Written exercise
Reproduce verbatim the final portion of the material below, from the line containing "of the wristband" through its last line, and nothing else.

** START OF Given information **

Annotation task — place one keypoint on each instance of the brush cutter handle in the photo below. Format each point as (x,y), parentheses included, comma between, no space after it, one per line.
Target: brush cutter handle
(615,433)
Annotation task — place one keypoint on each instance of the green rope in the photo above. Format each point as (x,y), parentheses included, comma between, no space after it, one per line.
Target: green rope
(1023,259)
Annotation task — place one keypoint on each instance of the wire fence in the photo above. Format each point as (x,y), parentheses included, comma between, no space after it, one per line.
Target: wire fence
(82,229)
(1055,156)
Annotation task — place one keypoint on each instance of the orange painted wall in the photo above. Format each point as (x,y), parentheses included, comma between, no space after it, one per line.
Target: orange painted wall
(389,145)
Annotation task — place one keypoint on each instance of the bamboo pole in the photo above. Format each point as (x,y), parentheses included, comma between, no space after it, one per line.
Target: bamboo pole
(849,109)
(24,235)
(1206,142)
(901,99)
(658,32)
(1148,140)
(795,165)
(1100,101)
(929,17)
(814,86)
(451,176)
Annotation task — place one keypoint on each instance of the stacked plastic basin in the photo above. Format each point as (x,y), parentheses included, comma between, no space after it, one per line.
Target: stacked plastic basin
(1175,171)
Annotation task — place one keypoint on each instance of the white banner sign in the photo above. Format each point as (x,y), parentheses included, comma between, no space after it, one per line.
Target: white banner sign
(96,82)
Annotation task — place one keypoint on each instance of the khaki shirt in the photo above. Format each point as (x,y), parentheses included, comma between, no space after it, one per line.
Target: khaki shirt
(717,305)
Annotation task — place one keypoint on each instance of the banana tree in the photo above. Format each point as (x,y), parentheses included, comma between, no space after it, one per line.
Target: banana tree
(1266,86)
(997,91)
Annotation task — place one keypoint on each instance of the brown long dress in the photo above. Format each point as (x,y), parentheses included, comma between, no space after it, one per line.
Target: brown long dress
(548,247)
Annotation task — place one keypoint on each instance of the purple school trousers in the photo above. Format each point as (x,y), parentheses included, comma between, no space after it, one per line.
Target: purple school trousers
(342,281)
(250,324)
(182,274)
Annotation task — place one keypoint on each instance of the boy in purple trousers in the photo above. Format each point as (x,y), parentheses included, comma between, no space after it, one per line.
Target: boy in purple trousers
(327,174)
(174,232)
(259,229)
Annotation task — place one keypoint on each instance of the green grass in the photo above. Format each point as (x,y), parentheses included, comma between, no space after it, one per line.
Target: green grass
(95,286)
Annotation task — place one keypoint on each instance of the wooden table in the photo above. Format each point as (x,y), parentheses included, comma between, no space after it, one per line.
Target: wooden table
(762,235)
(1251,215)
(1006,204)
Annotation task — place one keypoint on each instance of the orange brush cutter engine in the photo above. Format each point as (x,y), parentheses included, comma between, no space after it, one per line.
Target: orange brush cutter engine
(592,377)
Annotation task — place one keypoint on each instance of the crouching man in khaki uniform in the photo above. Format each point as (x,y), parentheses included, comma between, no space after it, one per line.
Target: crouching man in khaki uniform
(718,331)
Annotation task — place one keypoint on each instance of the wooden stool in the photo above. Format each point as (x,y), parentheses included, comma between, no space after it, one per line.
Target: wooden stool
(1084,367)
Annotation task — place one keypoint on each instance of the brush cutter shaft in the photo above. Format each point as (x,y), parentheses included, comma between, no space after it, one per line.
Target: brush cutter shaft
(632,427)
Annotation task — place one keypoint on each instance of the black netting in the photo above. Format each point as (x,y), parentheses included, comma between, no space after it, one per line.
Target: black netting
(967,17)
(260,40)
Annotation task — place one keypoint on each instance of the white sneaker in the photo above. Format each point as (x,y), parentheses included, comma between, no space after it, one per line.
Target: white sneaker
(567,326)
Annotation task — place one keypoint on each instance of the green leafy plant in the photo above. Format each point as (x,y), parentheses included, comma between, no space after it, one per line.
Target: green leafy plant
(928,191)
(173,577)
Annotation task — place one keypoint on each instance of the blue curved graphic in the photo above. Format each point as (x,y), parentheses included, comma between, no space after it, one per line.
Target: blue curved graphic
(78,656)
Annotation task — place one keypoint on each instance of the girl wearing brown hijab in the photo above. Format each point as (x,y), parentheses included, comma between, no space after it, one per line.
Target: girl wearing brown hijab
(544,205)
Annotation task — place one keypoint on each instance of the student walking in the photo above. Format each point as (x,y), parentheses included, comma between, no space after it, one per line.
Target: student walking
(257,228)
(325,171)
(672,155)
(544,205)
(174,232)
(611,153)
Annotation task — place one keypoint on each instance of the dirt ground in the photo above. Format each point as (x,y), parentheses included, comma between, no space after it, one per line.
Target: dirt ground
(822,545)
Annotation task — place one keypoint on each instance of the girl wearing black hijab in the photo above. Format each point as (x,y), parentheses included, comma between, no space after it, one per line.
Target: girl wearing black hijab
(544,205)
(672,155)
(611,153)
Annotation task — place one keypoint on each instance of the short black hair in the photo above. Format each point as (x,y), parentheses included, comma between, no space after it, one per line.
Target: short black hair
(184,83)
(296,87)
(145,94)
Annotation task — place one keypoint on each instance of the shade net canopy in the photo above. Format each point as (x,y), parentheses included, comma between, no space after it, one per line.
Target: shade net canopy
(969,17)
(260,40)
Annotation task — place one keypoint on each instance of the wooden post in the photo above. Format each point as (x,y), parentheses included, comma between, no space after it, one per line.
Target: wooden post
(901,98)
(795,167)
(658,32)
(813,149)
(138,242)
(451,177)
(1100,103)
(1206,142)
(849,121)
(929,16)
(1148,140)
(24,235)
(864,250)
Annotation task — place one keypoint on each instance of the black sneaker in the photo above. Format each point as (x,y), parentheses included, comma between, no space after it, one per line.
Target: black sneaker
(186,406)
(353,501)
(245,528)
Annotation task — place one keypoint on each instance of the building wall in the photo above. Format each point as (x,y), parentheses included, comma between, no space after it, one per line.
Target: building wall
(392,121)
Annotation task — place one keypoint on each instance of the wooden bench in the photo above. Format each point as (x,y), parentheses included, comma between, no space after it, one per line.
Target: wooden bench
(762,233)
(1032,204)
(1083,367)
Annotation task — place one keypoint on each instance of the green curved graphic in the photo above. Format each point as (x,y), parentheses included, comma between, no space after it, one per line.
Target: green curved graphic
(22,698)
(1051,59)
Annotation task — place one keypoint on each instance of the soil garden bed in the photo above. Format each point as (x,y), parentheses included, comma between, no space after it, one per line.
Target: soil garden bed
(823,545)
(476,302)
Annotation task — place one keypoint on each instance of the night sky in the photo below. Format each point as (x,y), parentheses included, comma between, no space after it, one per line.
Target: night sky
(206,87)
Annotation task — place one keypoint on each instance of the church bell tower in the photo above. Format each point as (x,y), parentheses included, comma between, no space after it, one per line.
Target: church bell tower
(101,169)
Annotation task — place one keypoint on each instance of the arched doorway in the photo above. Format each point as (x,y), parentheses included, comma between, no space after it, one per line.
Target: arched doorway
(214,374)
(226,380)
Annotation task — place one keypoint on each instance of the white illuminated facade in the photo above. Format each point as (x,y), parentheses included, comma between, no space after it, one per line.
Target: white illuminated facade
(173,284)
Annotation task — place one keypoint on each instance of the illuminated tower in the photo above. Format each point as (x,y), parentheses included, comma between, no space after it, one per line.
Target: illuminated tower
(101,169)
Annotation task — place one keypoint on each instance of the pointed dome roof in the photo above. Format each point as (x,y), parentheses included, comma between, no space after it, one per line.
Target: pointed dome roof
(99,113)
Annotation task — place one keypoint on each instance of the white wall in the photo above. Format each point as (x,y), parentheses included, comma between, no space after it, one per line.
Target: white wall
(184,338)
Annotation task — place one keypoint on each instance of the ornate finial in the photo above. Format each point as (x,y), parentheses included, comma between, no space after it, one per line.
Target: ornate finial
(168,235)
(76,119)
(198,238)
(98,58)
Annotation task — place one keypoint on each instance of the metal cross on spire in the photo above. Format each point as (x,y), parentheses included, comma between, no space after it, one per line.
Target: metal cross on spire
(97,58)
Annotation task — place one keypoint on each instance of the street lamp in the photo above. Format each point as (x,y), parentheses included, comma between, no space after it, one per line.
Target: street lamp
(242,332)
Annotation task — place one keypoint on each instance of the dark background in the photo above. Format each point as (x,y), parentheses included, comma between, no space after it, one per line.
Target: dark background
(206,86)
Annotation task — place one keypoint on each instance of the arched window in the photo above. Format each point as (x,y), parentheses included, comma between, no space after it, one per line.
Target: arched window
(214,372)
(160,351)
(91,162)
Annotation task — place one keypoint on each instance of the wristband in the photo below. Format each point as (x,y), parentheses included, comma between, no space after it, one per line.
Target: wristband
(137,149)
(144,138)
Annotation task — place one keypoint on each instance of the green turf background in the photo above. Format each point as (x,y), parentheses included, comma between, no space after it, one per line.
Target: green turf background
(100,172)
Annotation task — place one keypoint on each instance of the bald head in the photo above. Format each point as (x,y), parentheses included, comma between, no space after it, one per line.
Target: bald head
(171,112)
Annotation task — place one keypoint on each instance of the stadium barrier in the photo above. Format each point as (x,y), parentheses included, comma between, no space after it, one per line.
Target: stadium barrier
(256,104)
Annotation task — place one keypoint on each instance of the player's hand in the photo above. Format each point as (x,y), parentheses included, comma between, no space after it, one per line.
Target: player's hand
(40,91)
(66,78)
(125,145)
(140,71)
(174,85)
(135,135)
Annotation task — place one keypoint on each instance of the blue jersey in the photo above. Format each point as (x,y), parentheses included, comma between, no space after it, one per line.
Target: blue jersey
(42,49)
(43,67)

** END OF Given information **

Correct answer
Annotation task — place one keypoint on each instance of the wristband in the photo below. Format each point as (x,y), parentheses included, comma between, no space after it, one per line.
Target: wristband
(137,149)
(144,138)
Annotation task — place one keypoint on each instance of the green turf background in the photo above. Format each point as (x,y), parentheses included, comma between, no space after it, one per line.
Target: green turf background
(100,172)
Annotation task — place one keypoint on each instance of the bald head in the photo above. Format each point as (x,y), parentheses included, comma between, no space after it, one per line.
Target: bald head
(171,112)
Annotation task — place one keypoint on each instance of the stadium barrier in the photo above. Format each point as (x,y), parentheses included, comma between, no space after it, one per line.
Target: stadium barrier
(256,104)
Annotation task — place one keypoint on each instance of the player's hand in the photo above. Format each point as (x,y), parentheses included, comma between, no space after it, one per line.
Target: player's hand
(40,91)
(66,78)
(125,145)
(140,71)
(174,85)
(135,135)
Annotation task — place one keypoint on each instance of the blue jersey in the photo above. Format each point as (x,y), parentheses included, comma between, no space after it, one per line.
Target: blue jersey
(42,49)
(43,67)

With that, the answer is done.